* Supplied records *

*-*-*

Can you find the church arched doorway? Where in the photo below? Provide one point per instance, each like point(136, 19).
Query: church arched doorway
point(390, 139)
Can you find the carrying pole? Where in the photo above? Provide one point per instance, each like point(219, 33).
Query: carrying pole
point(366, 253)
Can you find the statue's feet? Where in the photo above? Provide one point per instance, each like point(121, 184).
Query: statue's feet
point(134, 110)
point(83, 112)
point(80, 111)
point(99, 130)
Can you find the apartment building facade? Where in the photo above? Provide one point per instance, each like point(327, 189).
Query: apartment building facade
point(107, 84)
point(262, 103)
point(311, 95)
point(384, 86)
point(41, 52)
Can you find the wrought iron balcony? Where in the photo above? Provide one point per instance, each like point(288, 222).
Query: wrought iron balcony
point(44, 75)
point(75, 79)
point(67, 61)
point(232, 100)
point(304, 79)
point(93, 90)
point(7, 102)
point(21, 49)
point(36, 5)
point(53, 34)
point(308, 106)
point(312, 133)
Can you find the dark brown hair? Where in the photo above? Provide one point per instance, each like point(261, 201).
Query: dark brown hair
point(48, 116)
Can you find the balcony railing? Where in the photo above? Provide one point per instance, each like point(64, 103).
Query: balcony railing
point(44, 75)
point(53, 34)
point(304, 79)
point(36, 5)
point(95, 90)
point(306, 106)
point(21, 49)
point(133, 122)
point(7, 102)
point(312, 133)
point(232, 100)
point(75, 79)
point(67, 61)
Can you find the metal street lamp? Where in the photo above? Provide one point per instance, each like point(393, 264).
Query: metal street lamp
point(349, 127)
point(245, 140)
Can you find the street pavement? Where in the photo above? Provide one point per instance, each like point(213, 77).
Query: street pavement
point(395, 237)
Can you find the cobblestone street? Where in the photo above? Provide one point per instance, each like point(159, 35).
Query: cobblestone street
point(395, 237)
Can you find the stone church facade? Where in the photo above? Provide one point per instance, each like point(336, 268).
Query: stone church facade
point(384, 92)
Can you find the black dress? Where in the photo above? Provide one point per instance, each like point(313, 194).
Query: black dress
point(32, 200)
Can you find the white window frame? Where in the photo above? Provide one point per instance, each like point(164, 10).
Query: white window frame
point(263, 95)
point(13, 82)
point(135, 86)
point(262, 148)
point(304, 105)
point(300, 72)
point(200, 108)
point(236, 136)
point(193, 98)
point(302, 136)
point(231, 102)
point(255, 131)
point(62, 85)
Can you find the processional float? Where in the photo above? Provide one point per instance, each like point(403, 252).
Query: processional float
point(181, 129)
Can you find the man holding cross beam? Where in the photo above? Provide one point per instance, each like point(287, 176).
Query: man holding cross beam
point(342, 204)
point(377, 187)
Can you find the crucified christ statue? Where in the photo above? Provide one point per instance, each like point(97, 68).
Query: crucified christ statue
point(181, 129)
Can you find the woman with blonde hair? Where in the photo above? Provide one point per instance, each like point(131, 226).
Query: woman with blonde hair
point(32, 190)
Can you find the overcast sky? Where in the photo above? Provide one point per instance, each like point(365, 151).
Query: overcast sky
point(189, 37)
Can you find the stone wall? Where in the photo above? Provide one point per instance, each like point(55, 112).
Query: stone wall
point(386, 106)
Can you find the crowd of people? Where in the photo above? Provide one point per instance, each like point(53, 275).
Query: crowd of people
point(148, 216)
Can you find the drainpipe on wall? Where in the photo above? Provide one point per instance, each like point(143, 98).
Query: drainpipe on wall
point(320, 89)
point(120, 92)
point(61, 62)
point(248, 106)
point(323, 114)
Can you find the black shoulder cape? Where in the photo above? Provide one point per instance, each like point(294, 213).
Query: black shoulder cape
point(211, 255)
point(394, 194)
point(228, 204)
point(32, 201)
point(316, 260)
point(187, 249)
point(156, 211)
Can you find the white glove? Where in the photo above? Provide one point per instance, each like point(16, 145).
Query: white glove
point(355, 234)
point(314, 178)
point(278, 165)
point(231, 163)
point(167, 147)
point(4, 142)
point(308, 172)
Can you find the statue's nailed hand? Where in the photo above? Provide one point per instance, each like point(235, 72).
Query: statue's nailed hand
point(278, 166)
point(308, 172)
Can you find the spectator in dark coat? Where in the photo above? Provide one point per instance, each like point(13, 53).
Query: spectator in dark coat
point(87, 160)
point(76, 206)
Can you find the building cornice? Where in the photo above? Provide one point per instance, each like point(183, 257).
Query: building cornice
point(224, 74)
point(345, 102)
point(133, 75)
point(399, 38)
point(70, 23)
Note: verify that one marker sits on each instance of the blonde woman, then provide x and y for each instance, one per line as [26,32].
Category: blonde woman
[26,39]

*-*-*

* To do *
Give back exactly the lines above starting at the line where "Can you find the street" appears and ending at the line where "Can you find the white window" appears, both included, with no other lines.

* Completed task *
Can you find the street pavement? Where in the photo above? Provide one point per instance, each like point(213, 77).
Query: street pavement
point(395, 237)
Can you find the cobblestone street? Where in the photo above? Provide one point per instance, each like point(159, 35).
Query: cobblestone street
point(395, 237)
Can you find the stone church facade? Where in the photo above? Provide one point per instance, each like point(336, 268).
Query: stone church facade
point(384, 92)
Can you find the black dress? Where in the photo above? Provide one point per instance, each like point(313, 194).
Query: black dress
point(32, 200)
Can you find the white window frame? Where in the photo above? Provide one point per instance, each like point(164, 10).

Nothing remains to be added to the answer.